Starting with the line that contains "Could you kindly pick out the cobblestone", set down each line through the end of the entries below, exactly and with nothing added.
─── STORED ROWS
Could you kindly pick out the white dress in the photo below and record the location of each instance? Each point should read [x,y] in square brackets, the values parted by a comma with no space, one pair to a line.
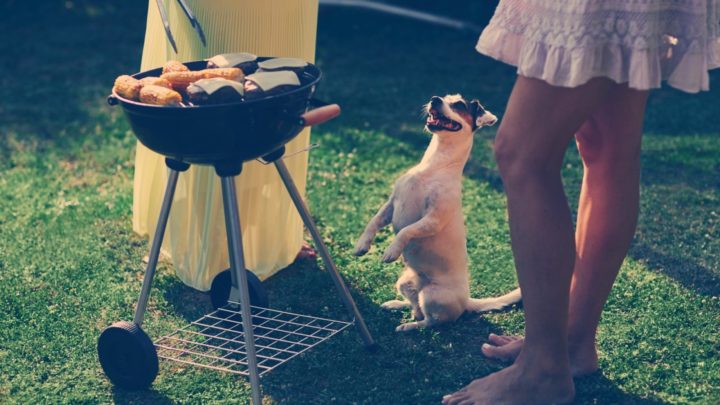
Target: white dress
[639,42]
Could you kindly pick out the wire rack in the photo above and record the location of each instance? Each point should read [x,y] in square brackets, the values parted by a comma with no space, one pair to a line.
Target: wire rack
[217,341]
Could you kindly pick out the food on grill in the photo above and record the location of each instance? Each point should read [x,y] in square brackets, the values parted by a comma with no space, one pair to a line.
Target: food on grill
[127,87]
[157,95]
[181,80]
[243,60]
[155,81]
[174,66]
[263,84]
[224,73]
[215,91]
[278,64]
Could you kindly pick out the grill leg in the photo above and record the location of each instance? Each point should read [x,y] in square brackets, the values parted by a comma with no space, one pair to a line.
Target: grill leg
[239,279]
[155,247]
[324,254]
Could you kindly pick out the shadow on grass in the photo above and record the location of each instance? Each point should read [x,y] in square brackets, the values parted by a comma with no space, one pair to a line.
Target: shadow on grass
[596,388]
[149,396]
[693,276]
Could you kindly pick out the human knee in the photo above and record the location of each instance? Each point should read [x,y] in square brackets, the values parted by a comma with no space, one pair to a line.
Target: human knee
[516,161]
[608,149]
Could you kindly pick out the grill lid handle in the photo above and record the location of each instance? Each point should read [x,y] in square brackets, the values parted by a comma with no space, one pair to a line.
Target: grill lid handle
[320,115]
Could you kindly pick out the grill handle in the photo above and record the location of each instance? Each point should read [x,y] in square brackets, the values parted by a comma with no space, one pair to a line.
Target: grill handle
[320,115]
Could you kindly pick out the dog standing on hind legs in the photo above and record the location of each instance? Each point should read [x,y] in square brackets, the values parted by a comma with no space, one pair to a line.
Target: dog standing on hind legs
[425,209]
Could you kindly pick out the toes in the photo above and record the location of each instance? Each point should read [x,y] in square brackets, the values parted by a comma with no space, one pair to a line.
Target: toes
[457,398]
[499,352]
[502,340]
[360,250]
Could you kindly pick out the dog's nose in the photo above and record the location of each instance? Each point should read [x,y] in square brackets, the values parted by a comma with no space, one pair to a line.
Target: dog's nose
[435,102]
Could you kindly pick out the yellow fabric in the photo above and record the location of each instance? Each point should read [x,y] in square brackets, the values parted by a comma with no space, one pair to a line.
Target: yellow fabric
[272,230]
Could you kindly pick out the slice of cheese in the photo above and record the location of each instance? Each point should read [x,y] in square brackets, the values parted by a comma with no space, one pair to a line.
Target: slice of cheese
[269,80]
[210,86]
[282,63]
[232,59]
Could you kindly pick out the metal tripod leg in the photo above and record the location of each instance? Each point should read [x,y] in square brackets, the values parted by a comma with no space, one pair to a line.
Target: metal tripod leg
[324,253]
[239,279]
[155,247]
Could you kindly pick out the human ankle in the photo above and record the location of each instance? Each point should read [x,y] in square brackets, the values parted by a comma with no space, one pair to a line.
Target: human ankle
[544,365]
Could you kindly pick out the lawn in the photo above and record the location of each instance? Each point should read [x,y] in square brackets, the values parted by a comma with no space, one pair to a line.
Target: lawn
[70,264]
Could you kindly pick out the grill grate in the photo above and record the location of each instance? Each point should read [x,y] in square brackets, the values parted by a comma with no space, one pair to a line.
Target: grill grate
[217,340]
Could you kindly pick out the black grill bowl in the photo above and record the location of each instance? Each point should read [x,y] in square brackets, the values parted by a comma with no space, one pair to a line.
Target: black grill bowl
[214,134]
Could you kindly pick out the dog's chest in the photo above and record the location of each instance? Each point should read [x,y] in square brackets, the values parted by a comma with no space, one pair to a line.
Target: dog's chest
[412,196]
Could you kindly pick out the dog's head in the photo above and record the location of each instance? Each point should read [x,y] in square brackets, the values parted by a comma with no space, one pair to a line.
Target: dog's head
[453,113]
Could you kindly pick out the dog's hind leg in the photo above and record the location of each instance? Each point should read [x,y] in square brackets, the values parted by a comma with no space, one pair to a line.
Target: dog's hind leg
[494,303]
[379,221]
[408,285]
[404,327]
[395,305]
[438,305]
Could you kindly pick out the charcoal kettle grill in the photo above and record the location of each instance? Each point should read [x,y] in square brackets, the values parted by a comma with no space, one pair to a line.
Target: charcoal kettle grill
[243,335]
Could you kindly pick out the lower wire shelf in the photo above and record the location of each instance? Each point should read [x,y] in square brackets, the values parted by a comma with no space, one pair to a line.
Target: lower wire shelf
[217,341]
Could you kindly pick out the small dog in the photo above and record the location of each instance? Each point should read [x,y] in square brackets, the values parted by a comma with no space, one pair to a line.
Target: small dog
[425,209]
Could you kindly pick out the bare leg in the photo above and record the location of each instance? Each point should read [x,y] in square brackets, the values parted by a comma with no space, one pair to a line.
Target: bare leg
[539,122]
[609,144]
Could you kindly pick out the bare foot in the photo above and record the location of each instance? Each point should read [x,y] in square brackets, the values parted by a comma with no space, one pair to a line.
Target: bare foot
[306,252]
[515,385]
[583,358]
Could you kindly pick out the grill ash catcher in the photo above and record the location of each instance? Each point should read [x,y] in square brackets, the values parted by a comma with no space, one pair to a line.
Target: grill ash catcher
[243,335]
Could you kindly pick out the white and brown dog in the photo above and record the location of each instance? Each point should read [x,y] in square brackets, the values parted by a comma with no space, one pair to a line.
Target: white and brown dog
[425,209]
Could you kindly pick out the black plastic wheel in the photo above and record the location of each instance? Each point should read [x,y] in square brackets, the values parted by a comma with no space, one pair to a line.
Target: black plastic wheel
[127,356]
[222,283]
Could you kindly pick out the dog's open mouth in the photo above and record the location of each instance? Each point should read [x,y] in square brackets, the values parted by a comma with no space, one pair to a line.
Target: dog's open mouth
[437,122]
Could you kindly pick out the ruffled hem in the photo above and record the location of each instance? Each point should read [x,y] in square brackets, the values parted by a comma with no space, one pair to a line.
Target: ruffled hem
[642,69]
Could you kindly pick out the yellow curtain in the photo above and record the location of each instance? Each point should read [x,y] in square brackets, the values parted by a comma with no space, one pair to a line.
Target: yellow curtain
[272,230]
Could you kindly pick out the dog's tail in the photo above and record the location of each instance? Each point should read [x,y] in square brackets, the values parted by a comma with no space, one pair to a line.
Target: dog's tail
[495,303]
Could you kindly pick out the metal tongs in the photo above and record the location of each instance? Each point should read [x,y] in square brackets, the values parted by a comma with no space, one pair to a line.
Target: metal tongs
[193,21]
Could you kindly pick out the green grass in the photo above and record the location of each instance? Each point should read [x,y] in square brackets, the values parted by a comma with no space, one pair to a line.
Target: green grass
[70,264]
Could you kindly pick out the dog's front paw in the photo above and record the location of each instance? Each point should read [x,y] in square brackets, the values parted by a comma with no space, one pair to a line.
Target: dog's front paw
[406,327]
[391,254]
[395,305]
[361,248]
[363,245]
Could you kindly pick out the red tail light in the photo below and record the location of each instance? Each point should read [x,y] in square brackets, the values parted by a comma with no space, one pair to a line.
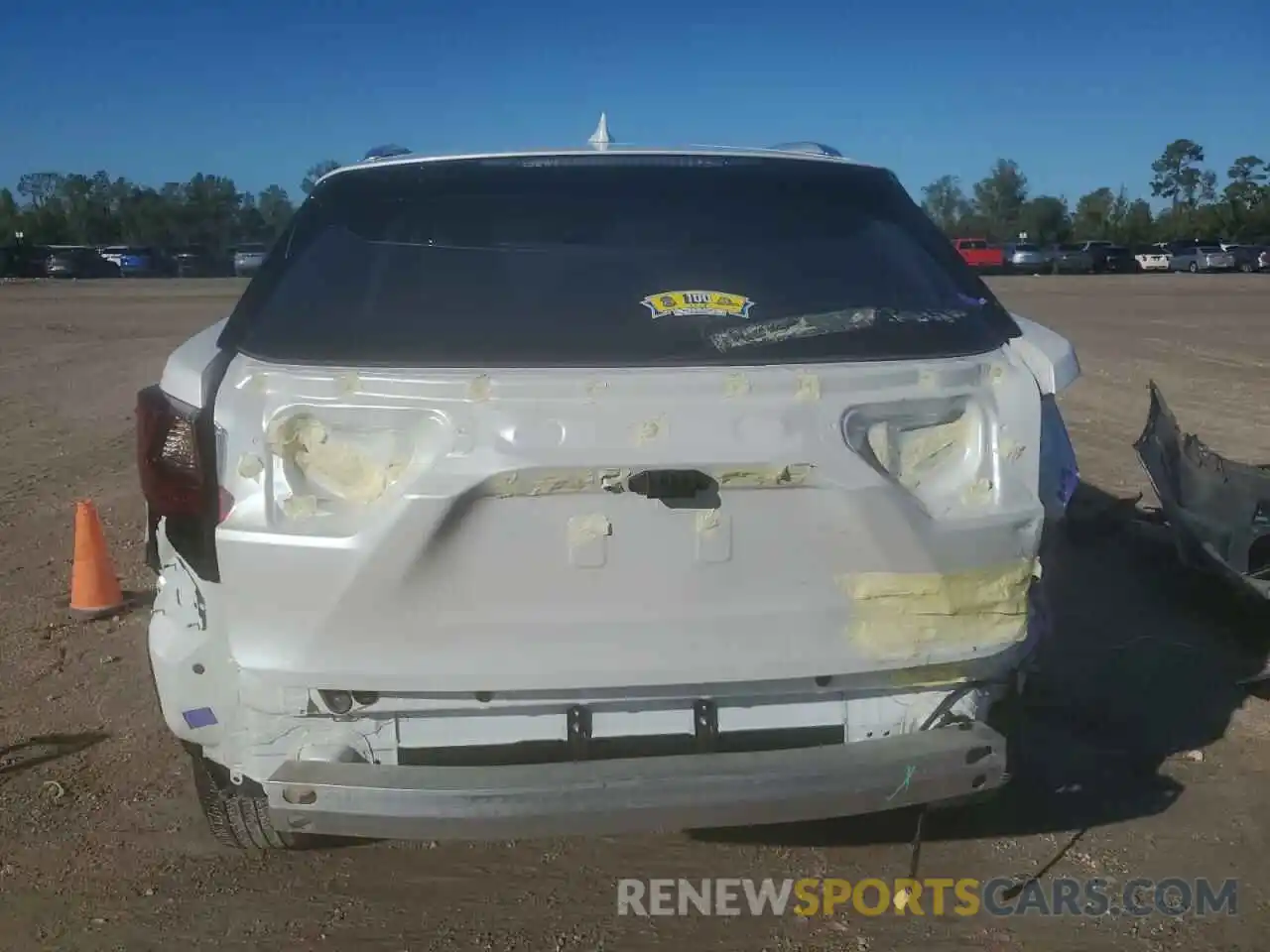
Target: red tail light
[176,479]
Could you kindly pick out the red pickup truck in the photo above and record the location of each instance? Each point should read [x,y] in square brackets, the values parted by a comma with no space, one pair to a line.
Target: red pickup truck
[979,254]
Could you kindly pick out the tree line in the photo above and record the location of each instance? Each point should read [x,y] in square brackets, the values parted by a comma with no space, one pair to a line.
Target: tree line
[56,208]
[53,208]
[1000,206]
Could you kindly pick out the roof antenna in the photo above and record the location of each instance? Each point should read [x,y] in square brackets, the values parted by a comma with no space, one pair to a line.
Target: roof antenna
[599,139]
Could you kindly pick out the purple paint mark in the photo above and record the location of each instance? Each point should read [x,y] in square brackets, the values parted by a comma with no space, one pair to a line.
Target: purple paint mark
[199,717]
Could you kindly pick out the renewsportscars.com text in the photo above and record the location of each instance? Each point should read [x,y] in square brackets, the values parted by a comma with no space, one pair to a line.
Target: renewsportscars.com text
[997,896]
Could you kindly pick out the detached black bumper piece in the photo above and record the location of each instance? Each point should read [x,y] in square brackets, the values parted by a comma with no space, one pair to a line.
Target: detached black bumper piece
[1218,509]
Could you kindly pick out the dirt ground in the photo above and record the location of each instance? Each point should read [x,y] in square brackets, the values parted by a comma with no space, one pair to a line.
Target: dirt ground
[102,844]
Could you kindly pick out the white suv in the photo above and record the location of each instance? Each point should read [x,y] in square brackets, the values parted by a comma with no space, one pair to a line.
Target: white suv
[598,490]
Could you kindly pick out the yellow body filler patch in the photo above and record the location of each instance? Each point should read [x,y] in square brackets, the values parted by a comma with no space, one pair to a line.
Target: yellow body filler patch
[698,303]
[899,616]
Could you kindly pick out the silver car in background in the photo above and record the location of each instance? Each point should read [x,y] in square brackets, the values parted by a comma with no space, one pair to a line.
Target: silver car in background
[1152,258]
[1030,259]
[248,259]
[1203,258]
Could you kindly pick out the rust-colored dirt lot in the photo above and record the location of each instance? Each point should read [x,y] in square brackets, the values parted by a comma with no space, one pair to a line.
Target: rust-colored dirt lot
[102,844]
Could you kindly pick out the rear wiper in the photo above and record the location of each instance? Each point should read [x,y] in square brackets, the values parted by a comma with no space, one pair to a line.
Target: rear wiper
[815,325]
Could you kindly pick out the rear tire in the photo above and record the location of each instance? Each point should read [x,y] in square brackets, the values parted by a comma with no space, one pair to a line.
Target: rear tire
[238,815]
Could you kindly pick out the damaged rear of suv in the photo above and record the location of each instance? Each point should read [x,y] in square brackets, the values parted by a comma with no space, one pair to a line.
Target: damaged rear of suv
[598,492]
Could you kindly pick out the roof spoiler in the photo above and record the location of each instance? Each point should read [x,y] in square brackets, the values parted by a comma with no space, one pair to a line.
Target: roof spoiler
[808,148]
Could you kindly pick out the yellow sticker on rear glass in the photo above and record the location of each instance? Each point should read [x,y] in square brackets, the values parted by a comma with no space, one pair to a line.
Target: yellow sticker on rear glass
[706,303]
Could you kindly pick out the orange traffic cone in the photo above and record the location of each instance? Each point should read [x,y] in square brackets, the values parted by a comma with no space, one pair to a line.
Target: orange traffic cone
[94,585]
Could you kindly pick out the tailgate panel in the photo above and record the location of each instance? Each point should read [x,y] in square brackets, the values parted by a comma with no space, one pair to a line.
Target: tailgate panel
[451,532]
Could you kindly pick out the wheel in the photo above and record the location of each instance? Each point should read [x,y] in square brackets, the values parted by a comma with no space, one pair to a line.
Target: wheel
[238,815]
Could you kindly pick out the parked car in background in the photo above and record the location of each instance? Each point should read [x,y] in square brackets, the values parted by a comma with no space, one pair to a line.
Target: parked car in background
[1110,257]
[135,262]
[979,254]
[77,262]
[1070,259]
[1152,258]
[1201,258]
[197,262]
[1247,258]
[1021,257]
[248,259]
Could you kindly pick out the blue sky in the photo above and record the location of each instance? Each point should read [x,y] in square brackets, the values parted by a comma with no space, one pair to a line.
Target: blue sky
[1080,94]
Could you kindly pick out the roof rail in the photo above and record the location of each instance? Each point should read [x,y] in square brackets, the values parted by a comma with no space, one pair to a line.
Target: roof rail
[811,148]
[385,153]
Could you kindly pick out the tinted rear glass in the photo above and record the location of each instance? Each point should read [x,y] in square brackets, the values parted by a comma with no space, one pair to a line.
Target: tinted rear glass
[613,261]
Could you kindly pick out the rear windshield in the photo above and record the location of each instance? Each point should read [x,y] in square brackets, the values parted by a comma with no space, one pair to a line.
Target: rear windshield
[613,261]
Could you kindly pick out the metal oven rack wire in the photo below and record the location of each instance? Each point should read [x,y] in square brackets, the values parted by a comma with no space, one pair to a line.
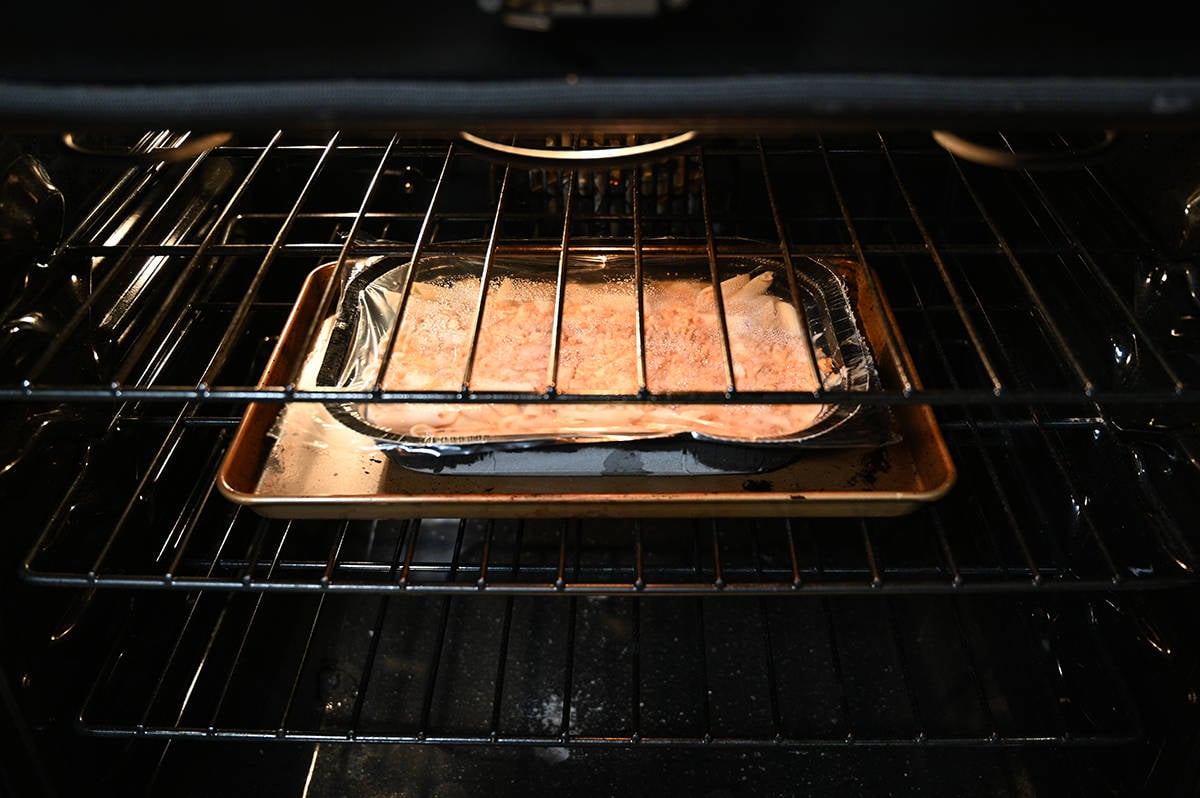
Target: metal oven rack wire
[951,627]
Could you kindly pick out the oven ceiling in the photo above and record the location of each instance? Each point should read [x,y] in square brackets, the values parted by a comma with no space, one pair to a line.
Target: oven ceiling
[706,63]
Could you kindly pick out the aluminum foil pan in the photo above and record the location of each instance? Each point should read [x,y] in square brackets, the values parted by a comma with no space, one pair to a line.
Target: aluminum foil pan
[774,343]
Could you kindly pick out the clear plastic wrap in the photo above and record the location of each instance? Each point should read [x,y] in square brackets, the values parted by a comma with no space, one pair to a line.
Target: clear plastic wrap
[774,343]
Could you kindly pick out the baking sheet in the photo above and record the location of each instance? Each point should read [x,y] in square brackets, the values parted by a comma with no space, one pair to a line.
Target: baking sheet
[280,474]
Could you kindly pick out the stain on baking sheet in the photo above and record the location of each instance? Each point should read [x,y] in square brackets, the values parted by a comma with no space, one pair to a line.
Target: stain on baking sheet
[873,463]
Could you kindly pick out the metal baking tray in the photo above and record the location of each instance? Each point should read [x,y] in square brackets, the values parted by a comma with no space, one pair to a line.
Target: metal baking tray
[273,467]
[587,439]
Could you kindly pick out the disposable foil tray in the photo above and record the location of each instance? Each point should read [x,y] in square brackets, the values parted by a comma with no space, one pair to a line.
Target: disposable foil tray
[276,467]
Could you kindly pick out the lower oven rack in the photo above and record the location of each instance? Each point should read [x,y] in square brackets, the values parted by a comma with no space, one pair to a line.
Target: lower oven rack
[616,671]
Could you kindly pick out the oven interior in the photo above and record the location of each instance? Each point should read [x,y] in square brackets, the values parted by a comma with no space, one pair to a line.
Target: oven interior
[1027,634]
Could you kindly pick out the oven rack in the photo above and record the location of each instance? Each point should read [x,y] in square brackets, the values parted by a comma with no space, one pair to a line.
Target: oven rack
[981,263]
[1039,507]
[905,671]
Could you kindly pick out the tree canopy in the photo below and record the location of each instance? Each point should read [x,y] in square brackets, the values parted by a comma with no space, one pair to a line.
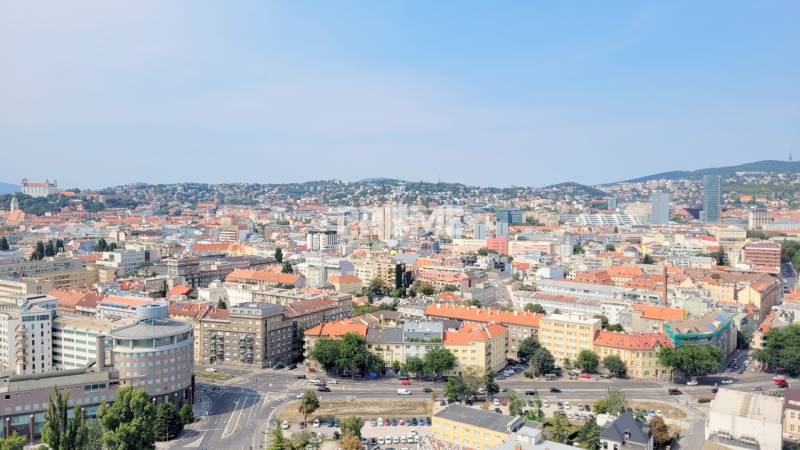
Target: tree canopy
[691,360]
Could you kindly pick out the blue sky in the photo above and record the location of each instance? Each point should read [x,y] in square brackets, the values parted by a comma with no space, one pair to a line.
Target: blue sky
[486,93]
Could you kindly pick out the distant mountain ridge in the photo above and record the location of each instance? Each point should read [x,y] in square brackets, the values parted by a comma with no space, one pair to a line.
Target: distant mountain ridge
[757,166]
[8,188]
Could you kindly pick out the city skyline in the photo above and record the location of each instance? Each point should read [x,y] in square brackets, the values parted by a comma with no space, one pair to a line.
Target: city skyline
[277,93]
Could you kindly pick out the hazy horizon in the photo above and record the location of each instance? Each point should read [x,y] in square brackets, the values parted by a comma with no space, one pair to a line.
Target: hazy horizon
[100,94]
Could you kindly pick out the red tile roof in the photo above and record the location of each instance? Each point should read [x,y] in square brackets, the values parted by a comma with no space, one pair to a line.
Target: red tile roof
[631,341]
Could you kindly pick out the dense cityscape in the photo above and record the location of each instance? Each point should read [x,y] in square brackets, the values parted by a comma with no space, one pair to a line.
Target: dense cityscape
[392,314]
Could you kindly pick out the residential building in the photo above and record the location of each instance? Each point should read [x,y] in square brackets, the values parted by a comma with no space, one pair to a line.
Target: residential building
[154,353]
[659,208]
[565,336]
[521,325]
[715,328]
[625,432]
[745,419]
[639,352]
[322,241]
[13,288]
[460,426]
[477,347]
[763,256]
[791,414]
[346,284]
[75,341]
[509,216]
[249,334]
[712,198]
[39,189]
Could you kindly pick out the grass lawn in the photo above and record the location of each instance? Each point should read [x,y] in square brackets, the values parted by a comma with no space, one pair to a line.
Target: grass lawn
[366,409]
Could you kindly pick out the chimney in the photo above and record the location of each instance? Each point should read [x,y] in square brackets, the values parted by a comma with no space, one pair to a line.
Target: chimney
[100,349]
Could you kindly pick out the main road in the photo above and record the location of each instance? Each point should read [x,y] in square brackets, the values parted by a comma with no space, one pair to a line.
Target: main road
[241,409]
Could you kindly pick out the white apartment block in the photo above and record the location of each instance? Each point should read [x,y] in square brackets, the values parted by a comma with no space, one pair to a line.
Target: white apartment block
[124,261]
[12,289]
[75,341]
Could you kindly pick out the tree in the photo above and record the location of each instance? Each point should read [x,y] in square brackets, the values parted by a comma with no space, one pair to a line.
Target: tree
[542,362]
[167,424]
[350,443]
[589,434]
[691,360]
[424,288]
[186,414]
[587,361]
[527,348]
[351,426]
[559,430]
[661,436]
[129,420]
[615,366]
[456,389]
[376,289]
[535,308]
[415,365]
[54,433]
[279,442]
[13,442]
[514,403]
[438,361]
[489,385]
[612,403]
[781,352]
[308,404]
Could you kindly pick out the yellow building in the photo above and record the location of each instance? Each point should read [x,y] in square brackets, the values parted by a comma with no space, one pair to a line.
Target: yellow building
[639,352]
[477,347]
[566,335]
[465,427]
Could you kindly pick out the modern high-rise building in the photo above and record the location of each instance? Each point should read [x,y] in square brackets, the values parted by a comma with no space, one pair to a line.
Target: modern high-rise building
[712,198]
[509,216]
[659,208]
[385,223]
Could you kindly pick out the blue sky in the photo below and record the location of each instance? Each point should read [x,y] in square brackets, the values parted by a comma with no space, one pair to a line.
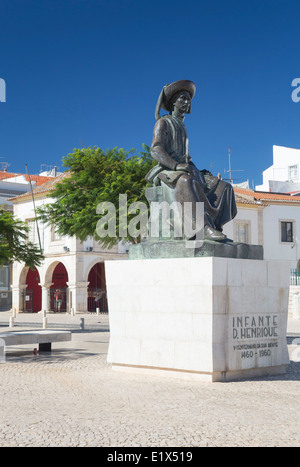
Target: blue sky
[89,72]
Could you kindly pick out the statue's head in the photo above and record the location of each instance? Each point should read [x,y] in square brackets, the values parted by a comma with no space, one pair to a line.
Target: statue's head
[173,93]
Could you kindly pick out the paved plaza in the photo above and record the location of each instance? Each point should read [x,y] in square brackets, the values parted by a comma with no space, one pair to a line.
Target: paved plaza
[72,397]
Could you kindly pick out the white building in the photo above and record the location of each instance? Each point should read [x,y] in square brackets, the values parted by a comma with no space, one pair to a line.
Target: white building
[13,184]
[72,275]
[283,176]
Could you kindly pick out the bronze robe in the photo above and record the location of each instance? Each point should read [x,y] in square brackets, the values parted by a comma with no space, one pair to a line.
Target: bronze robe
[170,147]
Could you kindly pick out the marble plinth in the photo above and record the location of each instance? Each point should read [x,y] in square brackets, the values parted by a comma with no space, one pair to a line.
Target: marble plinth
[209,318]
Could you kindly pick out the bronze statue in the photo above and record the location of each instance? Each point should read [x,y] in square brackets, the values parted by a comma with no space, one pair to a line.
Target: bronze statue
[176,173]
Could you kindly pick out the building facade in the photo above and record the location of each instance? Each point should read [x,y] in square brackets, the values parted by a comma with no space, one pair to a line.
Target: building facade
[11,185]
[72,275]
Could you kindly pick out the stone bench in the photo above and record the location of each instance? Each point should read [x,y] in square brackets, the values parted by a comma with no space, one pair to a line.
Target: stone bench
[43,338]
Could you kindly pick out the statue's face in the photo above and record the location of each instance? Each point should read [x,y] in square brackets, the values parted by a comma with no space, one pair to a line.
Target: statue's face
[183,102]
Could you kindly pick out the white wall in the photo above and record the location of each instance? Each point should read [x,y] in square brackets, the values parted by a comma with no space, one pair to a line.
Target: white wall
[282,158]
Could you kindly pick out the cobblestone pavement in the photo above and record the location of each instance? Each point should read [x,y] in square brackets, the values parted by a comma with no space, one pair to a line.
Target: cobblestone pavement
[72,397]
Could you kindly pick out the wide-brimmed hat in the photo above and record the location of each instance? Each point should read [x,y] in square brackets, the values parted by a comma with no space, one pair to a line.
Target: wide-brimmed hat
[170,90]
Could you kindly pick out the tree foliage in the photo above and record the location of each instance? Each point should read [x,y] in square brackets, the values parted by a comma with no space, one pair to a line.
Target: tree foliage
[13,242]
[96,176]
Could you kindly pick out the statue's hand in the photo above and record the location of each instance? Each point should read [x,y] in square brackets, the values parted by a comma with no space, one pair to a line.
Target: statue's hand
[184,167]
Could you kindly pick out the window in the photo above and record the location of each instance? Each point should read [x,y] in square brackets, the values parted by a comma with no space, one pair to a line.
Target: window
[32,234]
[293,172]
[55,237]
[242,232]
[287,234]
──────
• **WORKED SOLUTION**:
Could you kindly pick out the cobblestone pavement in the photo above and record the location of each instance? Each point should read [x,y] in square brackets, the values parted by a comma with no space, one pair to a line.
Target: cobblestone pavement
[72,397]
Could you kindly pick out the wide-brimmed hat in the photo above and record the location of each instance? Each point should read [x,y] in square brackets, the values parted by a comma with no space, one pair to a line.
Target: wide-brimmed hat
[170,90]
Could you kindly pick out the tree foliage in the photo above and record the location of each instance? Each point should read [x,y] in square brackets, the values parted by a comma with no space, one pair to a line.
Target: tree foliage
[13,242]
[96,176]
Could you kindly pick out the statue's hand in the photo above and record the location of each instance? Each point should read [x,y] in square brackets, the values parted by a comma with no space, one pair to a line.
Target: statue's hand
[184,167]
Could you kindly pick out the window in the photo above and record the location of each instance? Each point should read [x,y] in square brackets, the values parted by a comma with no space, one pair to a line.
Target: window
[32,234]
[293,172]
[55,237]
[242,232]
[287,234]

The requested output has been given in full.